• _Referring expression pointing data_
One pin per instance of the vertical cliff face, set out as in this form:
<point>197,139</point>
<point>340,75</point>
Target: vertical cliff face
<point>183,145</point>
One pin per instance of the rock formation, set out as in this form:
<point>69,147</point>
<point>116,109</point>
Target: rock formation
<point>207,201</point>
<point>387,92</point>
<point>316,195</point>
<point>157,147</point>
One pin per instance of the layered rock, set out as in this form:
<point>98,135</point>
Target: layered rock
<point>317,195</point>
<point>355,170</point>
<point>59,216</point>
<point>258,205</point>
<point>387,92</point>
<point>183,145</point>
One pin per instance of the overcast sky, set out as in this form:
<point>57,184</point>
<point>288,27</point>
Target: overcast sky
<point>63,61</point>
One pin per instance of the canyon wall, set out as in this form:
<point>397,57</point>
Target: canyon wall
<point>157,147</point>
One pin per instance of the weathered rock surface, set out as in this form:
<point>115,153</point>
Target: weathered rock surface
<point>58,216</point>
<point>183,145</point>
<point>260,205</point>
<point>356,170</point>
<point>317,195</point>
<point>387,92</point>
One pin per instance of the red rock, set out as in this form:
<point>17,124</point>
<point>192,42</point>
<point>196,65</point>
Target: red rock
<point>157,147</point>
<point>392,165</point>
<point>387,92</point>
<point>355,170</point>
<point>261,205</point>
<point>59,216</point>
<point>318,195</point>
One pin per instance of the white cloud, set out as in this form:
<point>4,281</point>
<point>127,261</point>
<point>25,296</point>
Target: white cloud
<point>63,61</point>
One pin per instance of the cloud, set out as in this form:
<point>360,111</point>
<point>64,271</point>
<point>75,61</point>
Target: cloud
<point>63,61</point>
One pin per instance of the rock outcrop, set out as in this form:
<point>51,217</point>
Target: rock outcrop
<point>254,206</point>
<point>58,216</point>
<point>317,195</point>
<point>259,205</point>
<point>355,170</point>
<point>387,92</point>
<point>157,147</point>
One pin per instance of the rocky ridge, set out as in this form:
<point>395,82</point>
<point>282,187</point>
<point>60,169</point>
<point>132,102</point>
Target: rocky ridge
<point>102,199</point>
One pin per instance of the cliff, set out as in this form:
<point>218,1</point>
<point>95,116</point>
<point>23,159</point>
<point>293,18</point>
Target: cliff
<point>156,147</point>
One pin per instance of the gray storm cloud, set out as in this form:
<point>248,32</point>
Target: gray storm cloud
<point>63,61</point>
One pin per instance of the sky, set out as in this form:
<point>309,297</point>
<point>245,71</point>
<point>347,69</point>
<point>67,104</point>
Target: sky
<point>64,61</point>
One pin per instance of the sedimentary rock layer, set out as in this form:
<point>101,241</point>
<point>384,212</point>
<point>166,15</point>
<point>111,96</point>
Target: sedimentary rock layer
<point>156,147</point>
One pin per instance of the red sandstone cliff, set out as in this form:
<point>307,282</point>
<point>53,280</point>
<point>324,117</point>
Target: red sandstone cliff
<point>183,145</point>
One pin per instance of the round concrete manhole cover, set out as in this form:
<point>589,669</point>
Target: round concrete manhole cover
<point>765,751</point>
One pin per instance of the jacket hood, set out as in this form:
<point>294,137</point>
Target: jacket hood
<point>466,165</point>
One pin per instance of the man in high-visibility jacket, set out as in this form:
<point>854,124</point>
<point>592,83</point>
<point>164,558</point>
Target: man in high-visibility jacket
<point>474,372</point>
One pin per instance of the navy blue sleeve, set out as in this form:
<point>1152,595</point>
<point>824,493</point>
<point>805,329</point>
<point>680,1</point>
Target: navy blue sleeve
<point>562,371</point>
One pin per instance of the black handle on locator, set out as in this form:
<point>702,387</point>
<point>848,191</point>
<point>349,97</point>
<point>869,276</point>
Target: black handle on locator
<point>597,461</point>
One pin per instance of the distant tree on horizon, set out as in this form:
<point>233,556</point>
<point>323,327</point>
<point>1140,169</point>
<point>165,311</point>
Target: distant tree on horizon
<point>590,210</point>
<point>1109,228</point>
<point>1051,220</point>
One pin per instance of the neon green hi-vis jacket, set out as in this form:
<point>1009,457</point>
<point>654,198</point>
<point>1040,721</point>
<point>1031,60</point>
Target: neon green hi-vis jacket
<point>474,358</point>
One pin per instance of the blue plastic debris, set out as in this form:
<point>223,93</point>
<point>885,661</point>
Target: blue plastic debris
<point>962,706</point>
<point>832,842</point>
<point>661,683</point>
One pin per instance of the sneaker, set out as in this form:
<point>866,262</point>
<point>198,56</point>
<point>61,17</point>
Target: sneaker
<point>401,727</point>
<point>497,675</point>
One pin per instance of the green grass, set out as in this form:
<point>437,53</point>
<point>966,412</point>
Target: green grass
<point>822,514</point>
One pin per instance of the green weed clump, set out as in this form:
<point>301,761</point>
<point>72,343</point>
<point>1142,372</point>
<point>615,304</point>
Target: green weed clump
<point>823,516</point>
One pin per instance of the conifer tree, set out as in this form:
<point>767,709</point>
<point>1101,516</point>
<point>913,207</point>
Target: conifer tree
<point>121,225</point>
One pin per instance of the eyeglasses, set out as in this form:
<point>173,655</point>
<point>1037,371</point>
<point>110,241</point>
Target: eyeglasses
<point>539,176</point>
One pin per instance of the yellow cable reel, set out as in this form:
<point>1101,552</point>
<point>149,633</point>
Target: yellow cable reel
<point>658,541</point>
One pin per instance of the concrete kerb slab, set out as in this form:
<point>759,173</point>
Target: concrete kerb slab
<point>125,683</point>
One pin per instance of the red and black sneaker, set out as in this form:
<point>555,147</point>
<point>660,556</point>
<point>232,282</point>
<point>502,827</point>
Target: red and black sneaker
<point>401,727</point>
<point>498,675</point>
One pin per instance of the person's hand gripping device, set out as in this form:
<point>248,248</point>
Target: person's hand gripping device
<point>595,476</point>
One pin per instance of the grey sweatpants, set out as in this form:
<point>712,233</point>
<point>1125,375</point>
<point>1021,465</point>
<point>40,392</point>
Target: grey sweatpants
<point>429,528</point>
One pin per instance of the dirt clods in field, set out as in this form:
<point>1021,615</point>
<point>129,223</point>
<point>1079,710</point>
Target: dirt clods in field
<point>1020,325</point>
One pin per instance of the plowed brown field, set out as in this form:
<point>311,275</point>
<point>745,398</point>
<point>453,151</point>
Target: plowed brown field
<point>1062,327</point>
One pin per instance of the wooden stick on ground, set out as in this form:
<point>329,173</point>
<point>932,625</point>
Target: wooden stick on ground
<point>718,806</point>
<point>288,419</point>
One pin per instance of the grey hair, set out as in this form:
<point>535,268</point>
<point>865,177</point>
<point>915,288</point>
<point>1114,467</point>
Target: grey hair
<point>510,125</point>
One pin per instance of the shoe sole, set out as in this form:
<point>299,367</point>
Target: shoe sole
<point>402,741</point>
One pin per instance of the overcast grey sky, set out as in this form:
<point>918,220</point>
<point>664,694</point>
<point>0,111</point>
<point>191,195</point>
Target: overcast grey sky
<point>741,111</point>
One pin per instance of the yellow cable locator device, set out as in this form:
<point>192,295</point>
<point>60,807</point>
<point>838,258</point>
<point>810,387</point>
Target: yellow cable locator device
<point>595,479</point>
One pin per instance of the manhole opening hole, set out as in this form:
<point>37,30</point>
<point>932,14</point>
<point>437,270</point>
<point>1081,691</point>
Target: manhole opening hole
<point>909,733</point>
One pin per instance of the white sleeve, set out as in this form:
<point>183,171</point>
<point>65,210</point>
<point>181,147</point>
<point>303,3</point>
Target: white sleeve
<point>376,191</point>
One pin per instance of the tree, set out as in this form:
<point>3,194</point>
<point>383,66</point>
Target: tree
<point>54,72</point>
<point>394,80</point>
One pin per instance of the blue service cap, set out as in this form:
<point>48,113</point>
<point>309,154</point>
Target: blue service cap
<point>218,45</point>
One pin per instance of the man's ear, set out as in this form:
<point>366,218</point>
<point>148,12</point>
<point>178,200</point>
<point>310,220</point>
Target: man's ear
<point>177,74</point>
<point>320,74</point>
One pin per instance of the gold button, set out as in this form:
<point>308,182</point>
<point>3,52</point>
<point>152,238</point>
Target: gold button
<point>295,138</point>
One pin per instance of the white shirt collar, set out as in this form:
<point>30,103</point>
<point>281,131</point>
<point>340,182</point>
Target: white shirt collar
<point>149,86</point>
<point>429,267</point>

• _Your task_
Reproduce, word for word, the lines of the data from the one that contains "One pin per instance of the tree, set" to the end, both ends included.

• _Answer area_
One pin per instance of the tree, set out as in this form:
<point>3,194</point>
<point>383,66</point>
Target: tree
<point>54,72</point>
<point>394,80</point>
One pin per instance of the blue service cap, set out as in this form:
<point>48,113</point>
<point>309,154</point>
Target: blue service cap
<point>218,45</point>
One pin per instance of the man's ear, set out as in this form:
<point>366,218</point>
<point>148,12</point>
<point>178,200</point>
<point>310,220</point>
Target: man's ear
<point>177,74</point>
<point>320,74</point>
One pin per instance of the gold button, set out as in this form:
<point>308,182</point>
<point>3,52</point>
<point>152,238</point>
Target: gold button
<point>295,138</point>
One pin per instance of the white shirt collar, set out as in this form:
<point>30,103</point>
<point>281,131</point>
<point>340,182</point>
Target: white shirt collar
<point>149,86</point>
<point>429,267</point>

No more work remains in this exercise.